**Records provided:**
==============================
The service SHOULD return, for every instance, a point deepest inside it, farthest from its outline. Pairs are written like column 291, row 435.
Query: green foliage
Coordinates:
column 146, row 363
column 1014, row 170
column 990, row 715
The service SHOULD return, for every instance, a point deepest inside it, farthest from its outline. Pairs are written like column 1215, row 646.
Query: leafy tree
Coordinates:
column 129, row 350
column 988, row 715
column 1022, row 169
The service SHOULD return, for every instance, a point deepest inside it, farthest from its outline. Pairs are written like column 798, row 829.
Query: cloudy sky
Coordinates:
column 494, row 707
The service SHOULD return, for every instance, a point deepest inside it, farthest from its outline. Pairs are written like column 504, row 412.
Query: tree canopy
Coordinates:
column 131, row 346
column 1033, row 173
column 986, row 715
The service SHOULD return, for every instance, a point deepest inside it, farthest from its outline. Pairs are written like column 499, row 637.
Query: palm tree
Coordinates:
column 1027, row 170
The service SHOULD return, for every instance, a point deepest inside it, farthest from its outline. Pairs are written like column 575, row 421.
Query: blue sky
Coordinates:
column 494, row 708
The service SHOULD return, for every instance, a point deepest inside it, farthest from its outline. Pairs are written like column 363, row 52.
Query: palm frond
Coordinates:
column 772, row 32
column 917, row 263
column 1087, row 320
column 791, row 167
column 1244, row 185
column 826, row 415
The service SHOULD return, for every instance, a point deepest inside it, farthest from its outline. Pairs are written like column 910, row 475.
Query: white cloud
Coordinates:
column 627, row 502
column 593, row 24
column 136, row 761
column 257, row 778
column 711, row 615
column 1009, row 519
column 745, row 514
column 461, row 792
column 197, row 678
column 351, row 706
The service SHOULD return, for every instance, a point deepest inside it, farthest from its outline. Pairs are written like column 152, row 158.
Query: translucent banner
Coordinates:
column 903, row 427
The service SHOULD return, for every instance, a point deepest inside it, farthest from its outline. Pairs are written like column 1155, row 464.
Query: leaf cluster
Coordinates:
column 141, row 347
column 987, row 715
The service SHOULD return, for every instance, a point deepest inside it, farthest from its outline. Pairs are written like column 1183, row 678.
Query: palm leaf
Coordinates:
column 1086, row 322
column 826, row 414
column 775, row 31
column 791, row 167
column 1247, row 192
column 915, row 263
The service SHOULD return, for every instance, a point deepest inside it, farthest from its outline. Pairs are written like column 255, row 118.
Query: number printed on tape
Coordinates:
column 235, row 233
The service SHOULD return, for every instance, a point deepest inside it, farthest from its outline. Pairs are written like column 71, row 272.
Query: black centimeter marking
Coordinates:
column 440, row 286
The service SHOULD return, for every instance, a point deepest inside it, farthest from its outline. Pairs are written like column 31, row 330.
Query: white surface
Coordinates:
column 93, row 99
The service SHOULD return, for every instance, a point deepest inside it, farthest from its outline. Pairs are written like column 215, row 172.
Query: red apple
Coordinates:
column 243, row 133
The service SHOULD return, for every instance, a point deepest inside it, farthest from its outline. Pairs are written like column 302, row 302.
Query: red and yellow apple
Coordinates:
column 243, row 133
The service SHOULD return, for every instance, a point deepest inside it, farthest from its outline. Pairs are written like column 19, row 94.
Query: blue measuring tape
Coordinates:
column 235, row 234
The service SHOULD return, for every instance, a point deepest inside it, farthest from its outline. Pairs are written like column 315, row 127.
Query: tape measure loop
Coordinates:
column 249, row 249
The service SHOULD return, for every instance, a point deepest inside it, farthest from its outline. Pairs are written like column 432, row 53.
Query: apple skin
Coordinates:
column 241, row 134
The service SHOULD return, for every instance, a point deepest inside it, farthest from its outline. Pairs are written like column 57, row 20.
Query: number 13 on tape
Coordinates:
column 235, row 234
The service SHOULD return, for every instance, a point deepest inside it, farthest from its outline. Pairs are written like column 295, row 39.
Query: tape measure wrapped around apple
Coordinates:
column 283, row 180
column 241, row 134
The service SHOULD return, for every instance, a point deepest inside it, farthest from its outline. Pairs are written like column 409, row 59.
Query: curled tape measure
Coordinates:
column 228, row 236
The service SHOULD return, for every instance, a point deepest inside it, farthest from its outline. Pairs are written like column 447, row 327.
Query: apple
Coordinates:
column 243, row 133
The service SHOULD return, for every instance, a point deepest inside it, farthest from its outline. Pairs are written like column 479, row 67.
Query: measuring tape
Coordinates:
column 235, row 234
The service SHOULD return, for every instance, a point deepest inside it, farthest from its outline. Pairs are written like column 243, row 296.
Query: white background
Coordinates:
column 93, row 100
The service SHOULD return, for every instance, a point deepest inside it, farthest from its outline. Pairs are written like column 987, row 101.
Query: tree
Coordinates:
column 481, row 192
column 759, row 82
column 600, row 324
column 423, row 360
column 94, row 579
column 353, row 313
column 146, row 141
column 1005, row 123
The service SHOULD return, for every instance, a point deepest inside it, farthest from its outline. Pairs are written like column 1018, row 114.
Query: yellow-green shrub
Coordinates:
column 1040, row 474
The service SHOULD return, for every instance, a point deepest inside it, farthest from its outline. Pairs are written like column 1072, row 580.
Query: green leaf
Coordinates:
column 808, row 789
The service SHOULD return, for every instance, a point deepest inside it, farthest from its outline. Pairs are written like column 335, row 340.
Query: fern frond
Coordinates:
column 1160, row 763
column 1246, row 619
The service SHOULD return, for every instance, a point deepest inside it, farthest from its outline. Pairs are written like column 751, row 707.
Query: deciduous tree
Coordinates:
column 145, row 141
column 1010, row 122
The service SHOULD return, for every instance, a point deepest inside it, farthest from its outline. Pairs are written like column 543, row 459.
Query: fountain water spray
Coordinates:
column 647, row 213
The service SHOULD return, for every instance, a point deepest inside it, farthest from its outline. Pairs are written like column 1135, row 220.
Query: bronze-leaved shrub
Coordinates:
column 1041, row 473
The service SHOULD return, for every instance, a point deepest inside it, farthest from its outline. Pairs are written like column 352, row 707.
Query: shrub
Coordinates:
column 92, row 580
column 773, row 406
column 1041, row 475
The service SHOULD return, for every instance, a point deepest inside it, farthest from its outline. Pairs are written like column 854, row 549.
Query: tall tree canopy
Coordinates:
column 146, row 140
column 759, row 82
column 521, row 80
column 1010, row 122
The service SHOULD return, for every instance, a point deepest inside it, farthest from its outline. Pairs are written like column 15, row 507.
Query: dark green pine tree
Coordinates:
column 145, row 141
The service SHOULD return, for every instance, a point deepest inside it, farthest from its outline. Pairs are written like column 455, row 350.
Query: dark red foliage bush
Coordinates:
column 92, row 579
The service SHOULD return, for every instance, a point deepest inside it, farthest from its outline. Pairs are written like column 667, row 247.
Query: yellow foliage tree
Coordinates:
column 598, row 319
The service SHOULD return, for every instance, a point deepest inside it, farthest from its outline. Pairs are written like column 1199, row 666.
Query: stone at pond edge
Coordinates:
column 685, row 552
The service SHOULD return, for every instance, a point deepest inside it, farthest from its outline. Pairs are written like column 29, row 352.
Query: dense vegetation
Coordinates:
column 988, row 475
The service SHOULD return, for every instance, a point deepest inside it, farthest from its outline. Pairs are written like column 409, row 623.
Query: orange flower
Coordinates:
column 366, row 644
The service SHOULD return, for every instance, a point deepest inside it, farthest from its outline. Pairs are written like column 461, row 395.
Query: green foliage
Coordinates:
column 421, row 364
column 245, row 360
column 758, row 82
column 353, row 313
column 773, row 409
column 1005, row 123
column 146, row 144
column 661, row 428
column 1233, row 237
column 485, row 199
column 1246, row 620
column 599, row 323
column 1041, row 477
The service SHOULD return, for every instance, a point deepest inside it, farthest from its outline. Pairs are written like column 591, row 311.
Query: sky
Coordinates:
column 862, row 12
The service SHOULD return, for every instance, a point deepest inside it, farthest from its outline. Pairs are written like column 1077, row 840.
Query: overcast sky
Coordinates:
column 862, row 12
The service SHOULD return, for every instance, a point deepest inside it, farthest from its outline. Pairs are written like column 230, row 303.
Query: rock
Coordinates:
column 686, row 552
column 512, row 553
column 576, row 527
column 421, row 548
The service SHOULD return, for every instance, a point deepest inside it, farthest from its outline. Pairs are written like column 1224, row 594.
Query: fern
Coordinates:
==============================
Recast the record lines as a Markdown table with the columns "No." and "Record line", one row per line and blank lines omitted. Start with the line containing "1199, row 666." and continue through the line containing "column 1041, row 477", including both.

| No. | Record line |
|---|---|
| 1 | The service SHOULD return, for every instance, a point deepest inside it, farthest from its outline. Pairs are written like column 1199, row 666. |
| 2 | Query: stone at pond edge |
| 3 | Coordinates: |
| 4 | column 685, row 552 |
| 5 | The service SHOULD return, for every instance, a point deepest inside it, farthest from its outline. Pairs are written like column 29, row 352. |
| 6 | Query: dense vegetation |
| 7 | Coordinates: |
| 8 | column 988, row 475 |
| 9 | The service SHOULD return, for every instance, a point deepest inside it, farthest from its outline. Pairs are written like column 409, row 623. |
| 10 | Query: orange flower |
| 11 | Coordinates: |
| 12 | column 366, row 644 |
| 13 | The service SHOULD return, for every instance, a point deepest inside it, farthest from its outline. Pairs are written like column 461, row 395. |
| 14 | Query: green foliage |
| 15 | Coordinates: |
| 16 | column 421, row 364 |
| 17 | column 245, row 360 |
| 18 | column 758, row 82 |
| 19 | column 353, row 313 |
| 20 | column 773, row 409 |
| 21 | column 1005, row 123 |
| 22 | column 146, row 144 |
| 23 | column 661, row 428 |
| 24 | column 1233, row 237 |
| 25 | column 485, row 199 |
| 26 | column 1246, row 620 |
| 27 | column 599, row 323 |
| 28 | column 1041, row 477 |